§ **GIVEN PROBLEM**: Every line of the material below must be repeated exactly.

--- begin SUPPLIED ENTRIES ---

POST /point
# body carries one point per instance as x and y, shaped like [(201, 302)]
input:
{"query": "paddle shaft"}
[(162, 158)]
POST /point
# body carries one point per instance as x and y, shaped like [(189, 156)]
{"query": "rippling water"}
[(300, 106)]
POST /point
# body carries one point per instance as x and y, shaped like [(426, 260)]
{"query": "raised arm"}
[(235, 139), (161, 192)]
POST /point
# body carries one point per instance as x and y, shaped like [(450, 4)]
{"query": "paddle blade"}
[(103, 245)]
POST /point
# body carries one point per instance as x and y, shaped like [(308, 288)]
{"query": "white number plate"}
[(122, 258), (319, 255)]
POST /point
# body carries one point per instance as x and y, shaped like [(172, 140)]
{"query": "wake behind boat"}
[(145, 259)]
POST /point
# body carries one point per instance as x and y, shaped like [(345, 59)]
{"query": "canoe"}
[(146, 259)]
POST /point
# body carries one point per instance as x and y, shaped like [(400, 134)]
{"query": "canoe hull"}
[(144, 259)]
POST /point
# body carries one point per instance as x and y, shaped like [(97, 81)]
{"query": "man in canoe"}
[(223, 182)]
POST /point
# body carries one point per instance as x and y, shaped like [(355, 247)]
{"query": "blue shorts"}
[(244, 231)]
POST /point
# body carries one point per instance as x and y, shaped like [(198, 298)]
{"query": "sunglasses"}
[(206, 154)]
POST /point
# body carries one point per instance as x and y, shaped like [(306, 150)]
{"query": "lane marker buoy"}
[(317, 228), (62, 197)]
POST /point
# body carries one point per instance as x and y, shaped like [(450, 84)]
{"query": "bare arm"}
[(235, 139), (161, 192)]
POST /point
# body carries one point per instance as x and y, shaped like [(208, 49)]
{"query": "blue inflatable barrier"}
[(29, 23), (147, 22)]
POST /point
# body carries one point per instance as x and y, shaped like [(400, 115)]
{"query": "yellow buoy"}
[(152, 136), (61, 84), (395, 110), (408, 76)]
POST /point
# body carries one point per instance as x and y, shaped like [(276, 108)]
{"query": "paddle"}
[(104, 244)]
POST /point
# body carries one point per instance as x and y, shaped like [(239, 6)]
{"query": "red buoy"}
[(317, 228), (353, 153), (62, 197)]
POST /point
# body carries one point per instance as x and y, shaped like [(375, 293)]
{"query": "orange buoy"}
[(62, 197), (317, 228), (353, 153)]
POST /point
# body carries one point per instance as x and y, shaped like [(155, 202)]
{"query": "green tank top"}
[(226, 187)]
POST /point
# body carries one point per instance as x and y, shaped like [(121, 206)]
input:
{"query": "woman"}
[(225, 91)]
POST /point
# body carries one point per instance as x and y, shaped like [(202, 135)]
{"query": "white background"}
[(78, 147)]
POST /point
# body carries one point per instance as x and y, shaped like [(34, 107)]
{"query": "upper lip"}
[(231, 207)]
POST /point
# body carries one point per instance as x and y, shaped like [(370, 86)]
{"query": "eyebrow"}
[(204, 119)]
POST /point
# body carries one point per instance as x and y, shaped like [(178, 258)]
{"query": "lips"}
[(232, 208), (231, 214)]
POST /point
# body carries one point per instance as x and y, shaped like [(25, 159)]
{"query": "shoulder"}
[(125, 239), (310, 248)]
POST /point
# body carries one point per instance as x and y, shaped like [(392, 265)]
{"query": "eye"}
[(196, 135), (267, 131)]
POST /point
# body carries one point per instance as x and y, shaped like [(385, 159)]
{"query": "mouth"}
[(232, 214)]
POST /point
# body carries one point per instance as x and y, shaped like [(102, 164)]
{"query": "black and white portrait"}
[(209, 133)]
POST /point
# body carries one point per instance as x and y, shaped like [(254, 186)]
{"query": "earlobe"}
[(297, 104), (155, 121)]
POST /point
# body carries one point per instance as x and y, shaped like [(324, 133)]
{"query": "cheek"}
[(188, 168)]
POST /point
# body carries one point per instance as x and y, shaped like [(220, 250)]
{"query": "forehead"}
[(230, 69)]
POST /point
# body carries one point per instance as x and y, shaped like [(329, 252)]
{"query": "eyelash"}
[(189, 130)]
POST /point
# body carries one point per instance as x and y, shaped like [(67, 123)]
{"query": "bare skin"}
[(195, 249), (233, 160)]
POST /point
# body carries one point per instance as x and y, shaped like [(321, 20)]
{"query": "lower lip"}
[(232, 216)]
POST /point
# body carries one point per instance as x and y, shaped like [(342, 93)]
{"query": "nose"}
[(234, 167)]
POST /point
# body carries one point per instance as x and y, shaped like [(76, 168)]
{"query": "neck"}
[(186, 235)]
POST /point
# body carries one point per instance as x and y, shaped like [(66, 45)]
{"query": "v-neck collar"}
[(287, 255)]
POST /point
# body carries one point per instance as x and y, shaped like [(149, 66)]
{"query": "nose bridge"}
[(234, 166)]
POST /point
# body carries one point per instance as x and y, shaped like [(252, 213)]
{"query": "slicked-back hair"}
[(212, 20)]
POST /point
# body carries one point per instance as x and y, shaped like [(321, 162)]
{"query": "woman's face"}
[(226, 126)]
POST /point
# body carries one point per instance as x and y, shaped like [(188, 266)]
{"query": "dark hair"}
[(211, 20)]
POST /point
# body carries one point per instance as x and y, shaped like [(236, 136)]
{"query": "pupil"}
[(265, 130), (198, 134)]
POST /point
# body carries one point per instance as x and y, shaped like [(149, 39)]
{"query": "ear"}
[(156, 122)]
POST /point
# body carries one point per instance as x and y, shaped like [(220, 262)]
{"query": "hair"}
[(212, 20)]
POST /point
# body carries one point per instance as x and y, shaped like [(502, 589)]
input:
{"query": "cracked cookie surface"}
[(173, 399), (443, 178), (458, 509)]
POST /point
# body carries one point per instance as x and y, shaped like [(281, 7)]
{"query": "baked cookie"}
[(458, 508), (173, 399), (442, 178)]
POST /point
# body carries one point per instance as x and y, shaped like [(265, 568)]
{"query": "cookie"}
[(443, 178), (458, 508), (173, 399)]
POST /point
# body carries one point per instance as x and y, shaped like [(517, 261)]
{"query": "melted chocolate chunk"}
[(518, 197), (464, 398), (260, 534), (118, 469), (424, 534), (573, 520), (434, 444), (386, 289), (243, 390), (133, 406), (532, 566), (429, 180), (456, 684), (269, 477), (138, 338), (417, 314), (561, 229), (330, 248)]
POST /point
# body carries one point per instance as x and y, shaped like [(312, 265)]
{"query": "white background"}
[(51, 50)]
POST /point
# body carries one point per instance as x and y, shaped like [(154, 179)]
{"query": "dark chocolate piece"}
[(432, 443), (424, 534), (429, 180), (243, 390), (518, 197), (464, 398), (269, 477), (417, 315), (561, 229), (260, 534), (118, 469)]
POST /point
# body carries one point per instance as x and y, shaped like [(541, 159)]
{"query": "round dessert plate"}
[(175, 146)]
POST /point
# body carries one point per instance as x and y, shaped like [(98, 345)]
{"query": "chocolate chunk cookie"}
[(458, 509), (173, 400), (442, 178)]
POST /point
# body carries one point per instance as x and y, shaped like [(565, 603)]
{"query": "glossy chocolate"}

--- end SUPPLIED ENTRIES ---

§ **SOLUTION TO THIS TASK**:
POST /point
# body carries one point per instance as x and y, shaped like [(201, 302)]
input:
{"query": "paddle shaft"}
[(162, 158)]
POST /point
# body carries one point per instance as x and y, shaped like [(189, 156)]
{"query": "rippling water"}
[(300, 106)]
POST /point
# body carries one point per instance as x and y, shaped like [(426, 260)]
{"query": "raised arm"}
[(235, 139), (161, 192)]
POST /point
# body carries one point per instance as x and y, shaped like [(450, 4)]
{"query": "paddle blade"}
[(103, 245)]
POST /point
# body carries one point per instance as x and y, shaped like [(308, 288)]
{"query": "white number plate"}
[(122, 258), (319, 255)]
POST /point
# body carries one point per instance as x and y, shaped like [(172, 140)]
{"query": "wake behind boat"}
[(145, 259)]
POST /point
# body carries one point per instance as x and y, shaped like [(345, 59)]
{"query": "canoe"}
[(146, 259)]
POST /point
# body carries one point per instance as x and y, shaped like [(400, 134)]
{"query": "canoe hull"}
[(144, 259)]
POST /point
# body carries one point per instance as x and y, shaped like [(97, 81)]
{"query": "man in canoe"}
[(223, 182)]
POST /point
# body carries one point per instance as x and y, shaped like [(355, 247)]
{"query": "blue shorts"}
[(244, 231)]
POST /point
# body carries one point per instance as x and y, shaped like [(198, 298)]
{"query": "sunglasses"}
[(206, 154)]
POST /point
# body carries one point per instance as x and y, shaped like [(306, 150)]
{"query": "lane marker buoy"}
[(317, 228), (62, 197)]
POST /point
# body carries one point per instance as x and y, shaped like [(450, 84)]
{"query": "bare arm"}
[(235, 139), (161, 192)]
POST /point
# body carries one point per instance as x and y, shaped like [(208, 49)]
{"query": "blue inflatable barrier"}
[(29, 23), (147, 22)]
POST /point
# body carries one point per instance as x and y, shaped like [(400, 115)]
{"query": "yellow buoy"}
[(152, 136), (61, 84), (395, 110), (408, 76)]
POST /point
# body carries one point per instance as x and y, shaped like [(276, 108)]
{"query": "paddle"}
[(104, 244)]
POST /point
# body carries one point per instance as x and y, shaped like [(239, 6)]
{"query": "red buoy"}
[(317, 228), (353, 153), (62, 197)]
POST /point
# body carries one point per instance as x and y, shaped like [(375, 293)]
{"query": "orange buoy"}
[(62, 197), (317, 228), (353, 153)]
POST /point
# body carries one point per instance as x and y, shaped like [(155, 202)]
{"query": "green tank top"}
[(226, 187)]
POST /point
# body carries one point per instance as x and y, shaped like [(121, 206)]
input:
{"query": "woman"}
[(225, 91)]
POST /point
# body carries one point per instance as x and y, shaped like [(202, 135)]
{"query": "white background"}
[(78, 147)]
POST /point
# body carries one point per instance as x and y, shaped like [(34, 107)]
{"query": "upper lip"}
[(231, 207)]
POST /point
# body carries one point per instance as x and y, shaped like [(370, 86)]
{"query": "eyebrow"}
[(204, 119)]
POST /point
# body carries one point per instance as x and y, shaped like [(178, 258)]
{"query": "lips"}
[(232, 208), (231, 214)]
POST /point
# body carries one point per instance as x and y, shaped like [(25, 159)]
{"query": "shoulder"}
[(125, 239), (310, 248)]
POST /point
# body carries one point per instance as x and y, shaped like [(392, 265)]
{"query": "eye"}
[(196, 135), (267, 131)]
POST /point
# body carries one point per instance as x and y, shaped like [(385, 159)]
{"query": "mouth"}
[(232, 214)]
POST /point
# body carries one point per instance as x and y, shaped like [(102, 164)]
{"query": "black and white portrait"}
[(209, 133)]
POST /point
# body carries one point per instance as x and y, shaped like [(254, 186)]
{"query": "earlobe"}
[(297, 104), (155, 121)]
POST /point
# body carries one point per instance as x and y, shaped like [(324, 133)]
{"query": "cheek"}
[(188, 168)]
POST /point
# body carries one point per instance as x and y, shaped like [(220, 250)]
{"query": "forehead"}
[(230, 69)]
POST /point
# body carries one point per instance as x and y, shaped like [(329, 252)]
{"query": "eyelash"}
[(189, 130)]
POST /point
# body carries one point per instance as x and y, shaped like [(67, 123)]
{"query": "bare skin"}
[(195, 249), (233, 160)]
POST /point
# body carries one point per instance as x and y, shaped like [(321, 20)]
{"query": "lower lip"}
[(232, 216)]
POST /point
# body carries one point per instance as x and y, shaped like [(342, 93)]
{"query": "nose"}
[(234, 167)]
POST /point
# body carries one point per instance as x and y, shaped like [(76, 168)]
{"query": "neck"}
[(186, 235)]
POST /point
# body carries one point per instance as x and y, shaped like [(66, 45)]
{"query": "v-neck collar"}
[(287, 255)]
POST /point
# body carries one point per instance as x and y, shaped like [(149, 66)]
{"query": "nose bridge"}
[(234, 166)]
POST /point
# body carries one point per instance as x and y, shaped like [(252, 213)]
{"query": "slicked-back hair"}
[(212, 20)]
POST /point
# body carries one point per instance as x and y, shaped like [(321, 162)]
{"query": "woman's face"}
[(226, 126)]
POST /point
# body carries one point per instance as x and y, shaped like [(188, 266)]
{"query": "dark hair"}
[(211, 20)]
POST /point
# body carries one point per instance as x and y, shaped like [(236, 136)]
{"query": "pupil"}
[(265, 130), (198, 134)]
POST /point
# body carries one point per instance as x and y, shaped like [(149, 39)]
{"query": "ear"}
[(156, 122)]
POST /point
# body carries one point per instance as x and y, shaped like [(220, 262)]
{"query": "hair"}
[(212, 20)]
POST /point
# body carries one point per instance as x and y, shaped like [(502, 589)]
input:
{"query": "cracked cookie surface"}
[(173, 399), (443, 178), (458, 509)]
POST /point
# body carries one point per instance as x and y, shaped like [(281, 7)]
{"query": "baked cookie"}
[(458, 508), (173, 399), (442, 178)]
POST /point
# body carries one point per instance as x and y, shaped like [(265, 568)]
{"query": "cookie"}
[(443, 178), (458, 508), (173, 399)]
POST /point
# body carries one point per instance as x and y, shaped like [(517, 261)]
{"query": "melted chocolate chunk"}
[(518, 197), (464, 398), (260, 534), (118, 469), (424, 534), (573, 520), (434, 444), (386, 289), (243, 390), (133, 406), (532, 566), (429, 180), (456, 684), (269, 477), (138, 338), (417, 314), (561, 229), (330, 248)]
POST /point
# body carries one point per instance as x and y, shaped like [(312, 265)]
{"query": "white background"}
[(51, 50)]
POST /point
# body carries one point per instance as x and y, shaped like [(154, 179)]
{"query": "dark chocolate piece"}
[(432, 443), (424, 534), (429, 180), (243, 390), (518, 197), (464, 398), (269, 477), (417, 315), (561, 229), (260, 534), (118, 469)]
POST /point
# body carries one point per instance as x and y, shaped like [(541, 159)]
{"query": "round dessert plate"}
[(175, 146)]
POST /point
# body carries one point per instance as x and y, shaped like [(98, 345)]
{"query": "chocolate chunk cookie"}
[(458, 509), (173, 400), (442, 178)]
POST /point
# body carries one point per instance as x and y, shaped like [(565, 603)]
{"query": "glossy chocolate"}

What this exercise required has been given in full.